#### [必須課題 1]
ブルックスブラザーズの記事では、軍服製造がビジネス拡張を後押ししたとされています。それはなぜか、記事に書かれた理由に沿って説明してください。
#### [必須課題 2]
ブルックスブラザーズの記事の続きを、最後の文の後から書き進めてください。

#### [提示文章]
----------------------------------------

百年都市ニューヨーク 第31回 創業1818年 ブルックスブラザーズ(下)

 創業者ヘンリーの時代から業務の一環であったブルックスブラザーズ(以下「ブルックス」)の軍服製造は、息子たちの代に入ると米墨戦争(アメリカ・メキシコ戦争、1846〜48年)で兵士の制服を大量受注するなどビジネス拡張を後押しした。そればかりか軍服や戦闘服はこの会社の紳士服の基本である優れた機能性と洗練されたスタイルの原点にもなっている。しかし、戦場はビジネスとは違い人間の血が流れ、内臓が破裂し、肉片が飛び散る修羅場である。見方を変えれば、250年近い米国戦争史の中でどれだけの尊い命がブルックスの軍服に包まれて散っていったことか。そして、第16代大統領リンカーンが凶弾に倒れたときに着ていたフロックコートもブルックス製だった。

トランプ氏が大統領就任式で着用したブルックスのコート。メディアを敵視するトランプ氏のポケットには新聞の切り抜きは入っていなかっただろう

 

血染の裏地に合衆国統一の理想

エイブラハム・リンカーン(1809〜65年)は、米国初の共和党所属の大統領だ。奴隷制か工業化かで合衆国を2分した南北戦争(1861〜65年)で合衆国軍(北軍)を指揮し、類稀なるリーダーシップで国家を統制。黒人奴隷制度に終止符を打ち、4年間に及ぶ長い内戦を終結させた。

----------------------------------------

#### [提供情報]
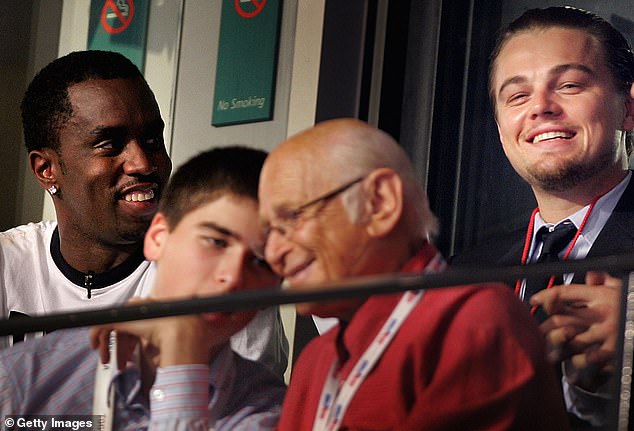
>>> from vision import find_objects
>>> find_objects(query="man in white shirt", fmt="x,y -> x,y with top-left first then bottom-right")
0,51 -> 287,375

----------------------------------------

#### [記述回答 1]
創業者の息子たちの代に入ると、米墨戦争(1846〜48年)で兵士の制服を大量に受注したからです。

#### [記述回答 2]
ところが終戦後間もない1865年4月14日。ワシントンDCのフォード劇場で家族や側近と喜劇を観劇中に至近距離から反動勢力のジョン・W・ブースに拳銃で後頭部を狙撃され、翌朝、息を引き取った。悲劇の夜にリンカーンが着用していたフロックコートは、同年3月4日に行われた第2期目の大統領就任式のためにブルックスで特別に誂えたものだった。裏地には1羽の鷹がくちばしで旗を咥えた複雑な模様の刺繍があしらわれており「One Country, One Destiny(ひとつの国、ひとつの運命)」と縫い取られている。リンカーンが尊敬してやまなかった先輩政治家、上院議員のダニエル・ウェブスターが1837年に残した演説の一節だ。
事件の後、リンカーンの遺族はこのコートを故人お気に入りのドアマン、アルフォンス・ドンに譲る。その後、ドン一家は100年以上もの間、このコートを大切に保管していた。とはいえ米国史に残る貴重なコートである。客人が来るたびに、「記念に」とリンカーンの血糊で汚れた裏地は少しずつ切り取られ、最後には袖が落ちるまで傷みきっていた。

東京の文化学園服飾博物館で開催中のブルックスブラザーズ展(11月30日まで)に展示されているリンカーン大統領のフロックコートのレプリカ(撮影協力:ブルックスブラザーズ・ジャパン)

大統領たちのブルックス

見かねた米国立公園局は1990年、ブルックスの縫製職人に修復を依頼。博物館学芸員や布地保存の専門家も動員し、延べ360時間という膨大な手間暇をかけた末、フロックコートは見事に蘇った。その成果はフォード劇場の史料室で鑑賞できる。余談になるが、コートのポケットの中身も合衆国国会図書館に保存されている。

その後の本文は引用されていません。